What needs to be done:
Using the material below, print the line that contains "[locate] the woman's ear", the line that contains "[locate] the beaded", and every line in between, exactly and nothing else.

Data records:
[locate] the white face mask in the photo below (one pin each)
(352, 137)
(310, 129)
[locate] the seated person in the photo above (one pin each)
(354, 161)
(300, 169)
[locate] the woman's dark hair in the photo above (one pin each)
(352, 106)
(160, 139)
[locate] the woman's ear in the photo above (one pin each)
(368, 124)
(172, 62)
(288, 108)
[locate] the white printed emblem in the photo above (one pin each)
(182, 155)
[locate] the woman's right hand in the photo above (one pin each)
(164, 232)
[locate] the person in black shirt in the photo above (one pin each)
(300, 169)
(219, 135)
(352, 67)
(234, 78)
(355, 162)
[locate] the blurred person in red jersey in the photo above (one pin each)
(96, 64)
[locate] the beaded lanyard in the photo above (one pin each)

==

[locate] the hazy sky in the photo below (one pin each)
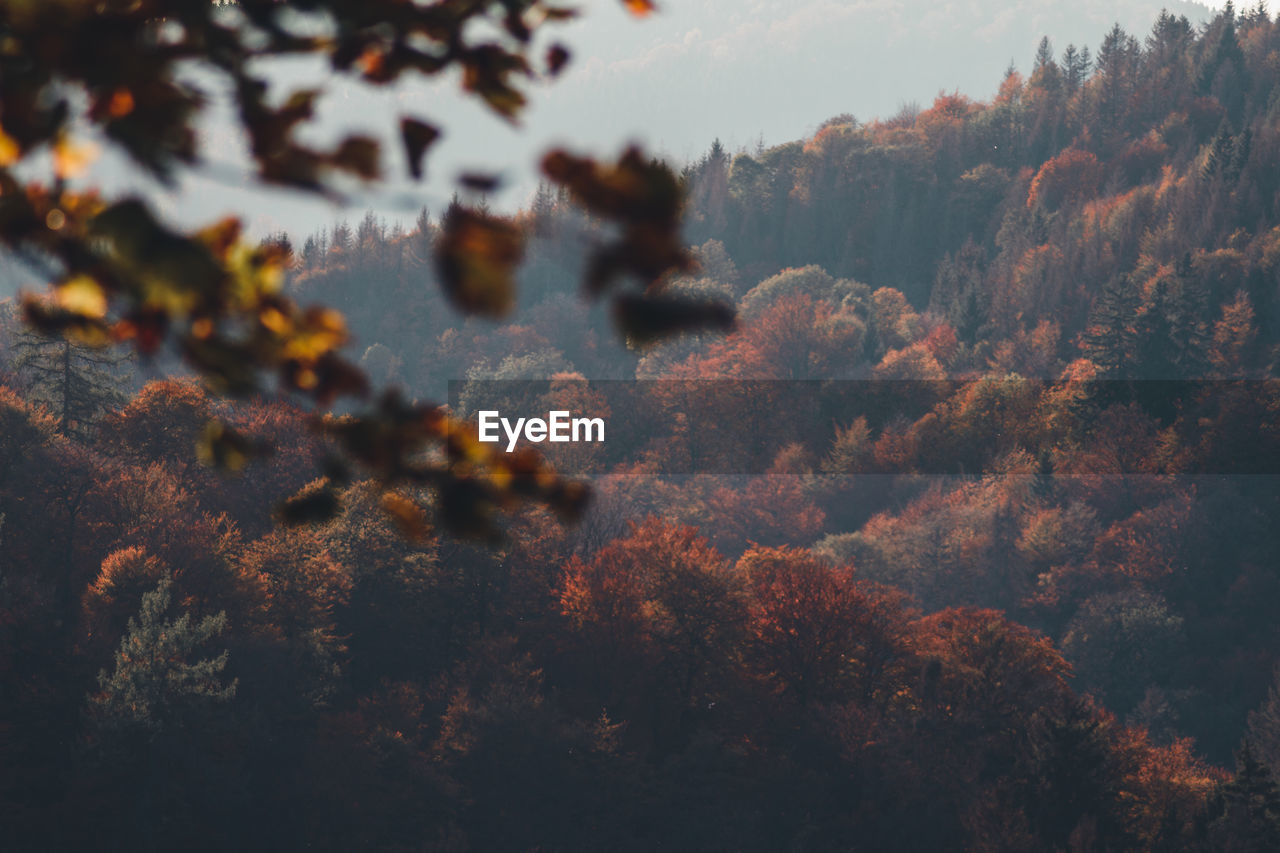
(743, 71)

Exercise answer:
[locate] the woman's ear in the photo above (one pin each)
(368, 124)
(172, 62)
(288, 108)
[locate] the white printed emblem in the photo above (one pin each)
(182, 155)
[locate] the woman's right hand in the photo above (one pin each)
(164, 232)
[locate] the person in black shirt in the photo above (one pin each)
(300, 169)
(219, 135)
(352, 67)
(234, 78)
(355, 162)
[locate] the blurred person in red jersey in the photo above (one pin each)
(96, 64)
[locate] the beaded lanyard in the photo above (one pin each)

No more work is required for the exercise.